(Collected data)
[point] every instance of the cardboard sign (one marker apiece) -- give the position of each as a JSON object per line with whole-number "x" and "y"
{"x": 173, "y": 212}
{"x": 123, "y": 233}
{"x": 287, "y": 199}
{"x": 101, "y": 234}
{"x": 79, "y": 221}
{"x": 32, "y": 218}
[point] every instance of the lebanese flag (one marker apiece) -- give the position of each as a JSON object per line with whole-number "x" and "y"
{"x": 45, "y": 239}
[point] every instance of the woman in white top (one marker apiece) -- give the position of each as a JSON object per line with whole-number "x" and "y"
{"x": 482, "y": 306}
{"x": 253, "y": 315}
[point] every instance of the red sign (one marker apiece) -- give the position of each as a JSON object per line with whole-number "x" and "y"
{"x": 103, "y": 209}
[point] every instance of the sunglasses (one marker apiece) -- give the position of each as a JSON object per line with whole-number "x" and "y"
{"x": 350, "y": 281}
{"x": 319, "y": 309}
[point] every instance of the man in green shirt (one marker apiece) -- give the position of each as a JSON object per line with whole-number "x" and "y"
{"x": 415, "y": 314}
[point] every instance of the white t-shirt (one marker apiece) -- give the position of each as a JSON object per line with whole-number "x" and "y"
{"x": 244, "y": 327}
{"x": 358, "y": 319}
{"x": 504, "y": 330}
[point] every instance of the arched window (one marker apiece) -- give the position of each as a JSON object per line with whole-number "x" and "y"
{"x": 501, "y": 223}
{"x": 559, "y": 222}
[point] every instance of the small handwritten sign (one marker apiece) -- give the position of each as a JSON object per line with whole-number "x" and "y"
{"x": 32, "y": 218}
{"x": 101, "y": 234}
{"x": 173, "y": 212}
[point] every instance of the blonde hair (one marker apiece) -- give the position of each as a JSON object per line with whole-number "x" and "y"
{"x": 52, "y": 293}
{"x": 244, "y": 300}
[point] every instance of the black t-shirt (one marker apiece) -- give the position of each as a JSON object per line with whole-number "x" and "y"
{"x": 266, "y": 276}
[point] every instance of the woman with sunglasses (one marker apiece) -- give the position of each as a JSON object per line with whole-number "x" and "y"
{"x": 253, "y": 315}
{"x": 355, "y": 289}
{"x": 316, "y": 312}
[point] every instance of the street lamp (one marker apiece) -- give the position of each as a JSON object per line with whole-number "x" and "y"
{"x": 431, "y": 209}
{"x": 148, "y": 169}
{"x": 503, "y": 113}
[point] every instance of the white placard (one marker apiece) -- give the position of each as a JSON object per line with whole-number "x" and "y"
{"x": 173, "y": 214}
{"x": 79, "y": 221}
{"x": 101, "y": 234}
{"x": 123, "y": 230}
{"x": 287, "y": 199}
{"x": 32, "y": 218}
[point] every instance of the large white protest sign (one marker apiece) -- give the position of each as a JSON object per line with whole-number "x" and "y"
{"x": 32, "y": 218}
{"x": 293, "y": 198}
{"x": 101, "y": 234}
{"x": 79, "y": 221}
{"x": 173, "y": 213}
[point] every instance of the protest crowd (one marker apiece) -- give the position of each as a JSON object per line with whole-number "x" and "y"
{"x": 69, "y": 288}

**WORK TO COMPLETE**:
The lines to reproduce run from the one that contains "[point] every instance of the white placard" through the last line above; copy them exactly.

**EXERCISE RESPONSE**:
[point] every instance of the white placard (one marker apiece) -- give the position of each as a JSON object per line with whole-number "x" and "y"
{"x": 173, "y": 214}
{"x": 79, "y": 221}
{"x": 101, "y": 234}
{"x": 123, "y": 230}
{"x": 287, "y": 199}
{"x": 32, "y": 218}
[point] every instance of the large white protest sign (one marker apiece) -- give the position of each as a JSON object per line with whole-number "x" and "y"
{"x": 32, "y": 218}
{"x": 293, "y": 198}
{"x": 101, "y": 234}
{"x": 79, "y": 221}
{"x": 173, "y": 213}
[point] every instance of the protest crowd (one marker apiece) -- give the position of each as a JSON object per line with whole-number "x" and "y"
{"x": 69, "y": 288}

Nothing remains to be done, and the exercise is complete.